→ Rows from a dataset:
----

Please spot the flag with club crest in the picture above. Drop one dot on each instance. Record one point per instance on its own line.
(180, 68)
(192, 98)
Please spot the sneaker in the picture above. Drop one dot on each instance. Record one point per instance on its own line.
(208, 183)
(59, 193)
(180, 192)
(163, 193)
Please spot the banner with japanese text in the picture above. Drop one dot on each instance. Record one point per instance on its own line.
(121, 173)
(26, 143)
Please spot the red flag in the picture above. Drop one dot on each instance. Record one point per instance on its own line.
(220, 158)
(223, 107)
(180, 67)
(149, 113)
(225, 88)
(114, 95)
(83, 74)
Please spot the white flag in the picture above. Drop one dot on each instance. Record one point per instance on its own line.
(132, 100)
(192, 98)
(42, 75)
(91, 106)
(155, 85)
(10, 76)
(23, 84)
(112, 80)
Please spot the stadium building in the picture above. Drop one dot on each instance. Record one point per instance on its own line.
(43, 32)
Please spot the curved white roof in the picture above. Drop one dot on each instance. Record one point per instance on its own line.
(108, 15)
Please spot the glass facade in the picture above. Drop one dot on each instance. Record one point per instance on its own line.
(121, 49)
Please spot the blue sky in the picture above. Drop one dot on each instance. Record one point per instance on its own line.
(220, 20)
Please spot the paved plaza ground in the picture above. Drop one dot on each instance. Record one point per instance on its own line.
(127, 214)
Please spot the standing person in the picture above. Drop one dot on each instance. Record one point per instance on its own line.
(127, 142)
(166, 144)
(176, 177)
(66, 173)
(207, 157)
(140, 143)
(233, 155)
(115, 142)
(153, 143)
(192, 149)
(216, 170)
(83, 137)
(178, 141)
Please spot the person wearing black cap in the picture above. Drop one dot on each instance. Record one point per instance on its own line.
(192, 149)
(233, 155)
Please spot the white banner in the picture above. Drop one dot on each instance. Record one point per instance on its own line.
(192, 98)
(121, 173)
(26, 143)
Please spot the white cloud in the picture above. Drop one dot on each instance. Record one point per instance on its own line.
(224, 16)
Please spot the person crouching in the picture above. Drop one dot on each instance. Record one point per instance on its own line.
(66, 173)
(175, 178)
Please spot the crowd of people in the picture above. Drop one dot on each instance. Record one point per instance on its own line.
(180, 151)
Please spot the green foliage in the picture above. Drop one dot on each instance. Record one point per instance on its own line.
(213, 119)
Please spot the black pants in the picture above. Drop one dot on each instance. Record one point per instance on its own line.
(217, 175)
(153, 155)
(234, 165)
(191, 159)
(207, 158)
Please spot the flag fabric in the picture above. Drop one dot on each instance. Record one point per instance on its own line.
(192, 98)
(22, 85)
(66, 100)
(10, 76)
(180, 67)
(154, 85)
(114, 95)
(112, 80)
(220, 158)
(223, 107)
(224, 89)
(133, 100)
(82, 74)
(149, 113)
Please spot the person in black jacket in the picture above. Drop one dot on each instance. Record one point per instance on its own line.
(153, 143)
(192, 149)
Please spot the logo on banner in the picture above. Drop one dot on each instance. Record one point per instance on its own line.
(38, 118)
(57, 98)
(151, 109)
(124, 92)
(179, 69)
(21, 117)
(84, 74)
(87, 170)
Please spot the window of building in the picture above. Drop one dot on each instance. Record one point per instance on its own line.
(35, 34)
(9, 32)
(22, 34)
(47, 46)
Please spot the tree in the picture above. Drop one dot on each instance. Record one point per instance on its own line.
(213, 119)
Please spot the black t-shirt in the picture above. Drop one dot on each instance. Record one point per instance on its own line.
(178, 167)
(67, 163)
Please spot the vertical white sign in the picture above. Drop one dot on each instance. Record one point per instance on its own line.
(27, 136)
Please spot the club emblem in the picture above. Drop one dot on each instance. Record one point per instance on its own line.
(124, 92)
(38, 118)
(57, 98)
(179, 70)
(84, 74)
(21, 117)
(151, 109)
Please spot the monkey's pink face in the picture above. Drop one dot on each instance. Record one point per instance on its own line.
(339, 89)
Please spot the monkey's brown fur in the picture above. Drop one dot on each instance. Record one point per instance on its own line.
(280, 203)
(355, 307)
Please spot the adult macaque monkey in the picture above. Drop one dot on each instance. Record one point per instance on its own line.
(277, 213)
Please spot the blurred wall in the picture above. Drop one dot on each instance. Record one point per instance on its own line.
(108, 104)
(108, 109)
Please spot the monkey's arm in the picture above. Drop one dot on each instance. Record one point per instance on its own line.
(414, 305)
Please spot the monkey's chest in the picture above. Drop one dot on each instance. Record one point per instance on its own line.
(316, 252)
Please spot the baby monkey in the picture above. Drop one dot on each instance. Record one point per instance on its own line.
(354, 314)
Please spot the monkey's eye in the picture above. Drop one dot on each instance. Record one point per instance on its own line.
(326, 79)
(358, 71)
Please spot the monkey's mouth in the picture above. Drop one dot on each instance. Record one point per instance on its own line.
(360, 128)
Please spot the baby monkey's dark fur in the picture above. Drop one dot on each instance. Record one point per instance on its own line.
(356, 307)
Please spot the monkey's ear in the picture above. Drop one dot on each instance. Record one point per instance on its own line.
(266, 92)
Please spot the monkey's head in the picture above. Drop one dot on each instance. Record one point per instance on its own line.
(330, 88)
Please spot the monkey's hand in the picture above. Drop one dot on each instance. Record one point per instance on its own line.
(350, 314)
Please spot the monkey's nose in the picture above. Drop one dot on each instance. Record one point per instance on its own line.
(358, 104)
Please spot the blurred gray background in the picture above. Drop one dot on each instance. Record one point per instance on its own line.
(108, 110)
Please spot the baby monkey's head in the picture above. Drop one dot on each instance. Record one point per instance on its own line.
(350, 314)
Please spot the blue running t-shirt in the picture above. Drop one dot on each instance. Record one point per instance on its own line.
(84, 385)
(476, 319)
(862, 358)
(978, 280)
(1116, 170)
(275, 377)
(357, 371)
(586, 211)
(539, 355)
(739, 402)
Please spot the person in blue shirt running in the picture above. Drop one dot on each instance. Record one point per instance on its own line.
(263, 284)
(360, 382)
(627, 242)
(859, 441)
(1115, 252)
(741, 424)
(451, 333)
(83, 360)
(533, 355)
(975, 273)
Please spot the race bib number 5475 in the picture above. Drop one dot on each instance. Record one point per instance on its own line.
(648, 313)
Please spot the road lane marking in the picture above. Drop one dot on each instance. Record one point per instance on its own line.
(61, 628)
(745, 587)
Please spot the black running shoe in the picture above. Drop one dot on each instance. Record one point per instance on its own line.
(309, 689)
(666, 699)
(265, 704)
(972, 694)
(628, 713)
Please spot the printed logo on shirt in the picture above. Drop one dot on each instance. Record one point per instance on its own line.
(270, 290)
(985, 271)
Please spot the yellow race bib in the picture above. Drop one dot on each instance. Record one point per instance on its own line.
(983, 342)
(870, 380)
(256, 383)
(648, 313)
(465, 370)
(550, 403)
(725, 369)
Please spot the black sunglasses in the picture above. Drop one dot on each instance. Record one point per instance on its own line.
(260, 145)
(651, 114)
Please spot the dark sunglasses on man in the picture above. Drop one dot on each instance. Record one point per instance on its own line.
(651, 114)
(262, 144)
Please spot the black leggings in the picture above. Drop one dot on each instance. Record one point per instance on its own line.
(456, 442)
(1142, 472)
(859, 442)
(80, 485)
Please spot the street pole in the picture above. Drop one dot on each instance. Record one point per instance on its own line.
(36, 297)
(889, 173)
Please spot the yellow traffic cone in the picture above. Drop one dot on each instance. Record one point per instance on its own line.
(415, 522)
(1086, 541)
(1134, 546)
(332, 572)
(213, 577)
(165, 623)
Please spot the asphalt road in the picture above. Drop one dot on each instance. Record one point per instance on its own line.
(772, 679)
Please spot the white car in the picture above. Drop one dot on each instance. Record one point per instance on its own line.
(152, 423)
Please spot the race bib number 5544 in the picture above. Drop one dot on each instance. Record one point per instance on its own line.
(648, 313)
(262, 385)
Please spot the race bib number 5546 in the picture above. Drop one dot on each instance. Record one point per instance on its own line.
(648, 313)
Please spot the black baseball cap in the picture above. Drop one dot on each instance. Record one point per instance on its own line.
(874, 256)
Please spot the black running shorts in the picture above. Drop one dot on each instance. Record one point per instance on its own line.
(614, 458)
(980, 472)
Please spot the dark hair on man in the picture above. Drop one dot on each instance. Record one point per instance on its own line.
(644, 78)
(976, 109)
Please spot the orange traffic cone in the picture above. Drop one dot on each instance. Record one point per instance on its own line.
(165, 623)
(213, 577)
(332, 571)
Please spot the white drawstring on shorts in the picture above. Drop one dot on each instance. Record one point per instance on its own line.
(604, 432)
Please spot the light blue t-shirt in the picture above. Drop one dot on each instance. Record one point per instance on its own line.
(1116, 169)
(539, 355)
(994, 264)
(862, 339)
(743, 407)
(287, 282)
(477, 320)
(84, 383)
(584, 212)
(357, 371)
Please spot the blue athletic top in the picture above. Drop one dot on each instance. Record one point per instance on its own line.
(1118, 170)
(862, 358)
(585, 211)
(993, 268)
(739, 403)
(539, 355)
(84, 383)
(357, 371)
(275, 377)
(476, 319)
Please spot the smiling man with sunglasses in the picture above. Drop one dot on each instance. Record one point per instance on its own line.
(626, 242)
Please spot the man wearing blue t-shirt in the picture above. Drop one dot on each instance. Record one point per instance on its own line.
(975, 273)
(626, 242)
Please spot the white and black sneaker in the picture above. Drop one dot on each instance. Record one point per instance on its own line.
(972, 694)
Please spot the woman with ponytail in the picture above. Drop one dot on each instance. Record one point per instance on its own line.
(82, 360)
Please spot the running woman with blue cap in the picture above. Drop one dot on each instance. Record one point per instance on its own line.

----

With the line containing "Please spot the black baseball" as the first and the last line of the records as the final one, print exactly the lines in that span.

→ WRITTEN SOLUTION:
Please spot the black baseball cap in the picture above. Drop one dot on each instance. Record one point per instance on its own line.
(874, 256)
Please spot the black running shorts in the picture above. Drop one dot on each instance. Record one point per instance on its own line.
(614, 458)
(980, 472)
Please spot the dark hair on man in the picture above. Drop one dot on each instance. Record one point per instance on its own line.
(644, 78)
(976, 109)
Please spot the orange traffic cone in the picture above. Drop one dot on each instance. Record one point per instance on its own line.
(165, 623)
(213, 577)
(332, 571)
Please spot the white drawstring on shorts in the picture above. Drop one dot on each instance. Record one point per instance on its own line.
(604, 432)
Please spot the light blue t-shirt in the picture above. Drop one dot on each instance. Record one point per instance on its own line.
(1116, 169)
(539, 355)
(994, 264)
(862, 339)
(743, 407)
(287, 282)
(477, 320)
(84, 383)
(584, 212)
(357, 371)
Please spot the blue athletic top in the picture above. Drop one dot on each instance. Record one point per instance on its own line.
(1118, 170)
(862, 358)
(585, 211)
(993, 268)
(739, 403)
(539, 355)
(84, 383)
(357, 371)
(275, 377)
(476, 319)
Please spot the smiling man with sunglasses in the picture above. Drop one dot on each instance. Record one point per instance on its own line.
(626, 242)
Please spot the man wearing blue t-shirt in the picture above. Drop one dot on each instance. Record one point per instance on its own line.
(975, 273)
(626, 242)
Please spot the white and black sneaker in the picture above. Drop one dot on each instance. Record one point per instance on its own line.
(972, 694)
Please spot the woman with ponytail in the picture above. Drop one dot on each instance. Record one point per instance on its own line.
(82, 360)
Please spot the running woman with blue cap in the picture above. Drop one dot on each instance. Record one point per instance on its own line.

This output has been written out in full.